Data for processing:
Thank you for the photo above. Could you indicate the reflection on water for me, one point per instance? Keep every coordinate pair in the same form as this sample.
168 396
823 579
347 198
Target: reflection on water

Stated problem: Repeat every line of the entries above, with no changes.

Result:
Thank you for the photo above. Could you indicate the reflection on water for me, one point per instance? Keep every coordinate pair in the same form as this sample.
168 396
823 579
347 198
Target: reflection on water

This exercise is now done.